▶ [Enunciado da tarefa]: Reproduza literalmente, do início ao fim, o texto sobre o CICV e os campos de concentração.

▶ [Texto fornecido]:
◇ ◇ ◇ ◇

Sabemos que, além de milhares de páginas de feitos maravilhosos e respeitáveis, a história do CICV também contém capítulos tristes. Paradoxalmente, durante as inspeções dos campos de concentração fascistas por oficiais da Cruz Vermelha, não foram notadas nem as câmaras de gás nem as salas de operação para experimentos com pessoas. No entanto, isso pode ser explicado – então a equipe do CICV era muito menor do que é agora.
Não menciono os campos apenas para fazer uma comparação forte ou uma metáfora ofensiva. O CICV está colaborando com o regime criminoso, que está construindo um campo de concentração para presos políticos no centro da Europa em 2020. Por ordem direta do presidente, vão colocar nele os lutadores mais ativos contra o regime. Além disso, isso seria por um período “até que tudo se acalme”, como disse o atual Vice-Ministro das Relações Interiores.
Senhor presidente, o senhor não acha que vivemos numa época em que não é mais possível ignorar os campos de concentração? O CICV, uma das organizações humanitárias mais influentes do mundo, deve finalmente parar de se comunicar e cooperar com políticos desonestos e ouvir as vozes de pessoas comuns que clamam por ajuda.

◇ ◇ ◇ ◇

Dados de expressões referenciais

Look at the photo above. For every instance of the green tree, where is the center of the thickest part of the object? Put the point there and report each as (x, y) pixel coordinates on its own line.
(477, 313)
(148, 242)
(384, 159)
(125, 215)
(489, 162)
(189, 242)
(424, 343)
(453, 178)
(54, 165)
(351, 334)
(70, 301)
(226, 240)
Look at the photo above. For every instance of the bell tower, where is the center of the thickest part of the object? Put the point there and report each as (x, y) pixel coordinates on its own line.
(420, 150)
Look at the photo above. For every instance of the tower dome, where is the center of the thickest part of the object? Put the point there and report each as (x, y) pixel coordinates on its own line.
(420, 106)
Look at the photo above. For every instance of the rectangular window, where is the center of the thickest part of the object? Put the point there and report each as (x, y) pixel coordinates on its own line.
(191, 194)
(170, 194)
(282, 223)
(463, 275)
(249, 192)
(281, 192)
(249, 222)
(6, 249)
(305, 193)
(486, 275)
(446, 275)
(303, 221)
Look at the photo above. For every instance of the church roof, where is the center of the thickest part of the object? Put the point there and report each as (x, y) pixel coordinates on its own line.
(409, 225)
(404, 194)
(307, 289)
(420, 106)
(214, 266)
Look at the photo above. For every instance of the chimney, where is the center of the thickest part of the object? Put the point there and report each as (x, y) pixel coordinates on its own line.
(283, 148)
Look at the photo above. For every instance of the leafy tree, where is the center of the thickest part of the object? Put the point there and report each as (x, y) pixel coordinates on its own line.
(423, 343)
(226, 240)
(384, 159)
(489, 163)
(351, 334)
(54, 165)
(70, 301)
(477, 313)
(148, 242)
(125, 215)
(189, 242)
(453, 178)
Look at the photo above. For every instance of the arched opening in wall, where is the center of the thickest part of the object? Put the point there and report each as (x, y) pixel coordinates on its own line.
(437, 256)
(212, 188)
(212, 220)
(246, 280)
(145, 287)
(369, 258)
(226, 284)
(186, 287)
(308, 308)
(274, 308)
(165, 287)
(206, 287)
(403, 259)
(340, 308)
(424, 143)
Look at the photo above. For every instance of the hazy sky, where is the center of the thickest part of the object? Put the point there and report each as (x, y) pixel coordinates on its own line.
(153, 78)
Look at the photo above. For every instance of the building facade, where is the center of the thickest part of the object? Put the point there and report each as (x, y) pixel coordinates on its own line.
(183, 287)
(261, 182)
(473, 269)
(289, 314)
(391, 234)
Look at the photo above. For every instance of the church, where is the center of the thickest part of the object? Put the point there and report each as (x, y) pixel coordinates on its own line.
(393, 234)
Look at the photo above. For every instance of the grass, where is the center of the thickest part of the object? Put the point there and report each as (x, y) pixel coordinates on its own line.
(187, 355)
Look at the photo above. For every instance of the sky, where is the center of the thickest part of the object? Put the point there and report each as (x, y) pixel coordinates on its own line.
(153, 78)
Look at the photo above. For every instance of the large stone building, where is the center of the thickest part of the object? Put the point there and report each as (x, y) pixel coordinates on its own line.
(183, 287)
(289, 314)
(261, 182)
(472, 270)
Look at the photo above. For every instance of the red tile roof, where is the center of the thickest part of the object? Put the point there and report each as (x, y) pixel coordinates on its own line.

◇ ◇ ◇ ◇

▶ [Resposta]:
Sabemos que, além de milhares de páginas de feitos maravilhosos e respeitáveis, a história do CICV também contém capítulos tristes. Paradoxalmente, durante as inspeções dos campos de concentração fascistas por oficiais da Cruz Vermelha, não foram notadas nem as câmaras de gás nem as salas de operação para experimentos com pessoas. No entanto, isso pode ser explicado – então a equipe do CICV era muito menor do que é agora.
Não menciono os campos apenas para fazer uma comparação forte ou uma metáfora ofensiva. O CICV está colaborando com o regime criminoso, que está construindo um campo de concentração para presos políticos no centro da Europa em 2020. Por ordem direta do presidente, vão colocar nele os lutadores mais ativos contra o regime. Além disso, isso seria por um período “até que tudo se acalme”, como disse o atual Vice-Ministro das Relações Interiores.
Senhor presidente, o senhor não acha que vivemos numa época em que não é mais possível ignorar os campos de concentração? O CICV, uma das organizações humanitárias mais influentes do mundo, deve finalmente parar de se comunicar e cooperar com políticos desonestos e ouvir as vozes de pessoas comuns que clamam por ajuda.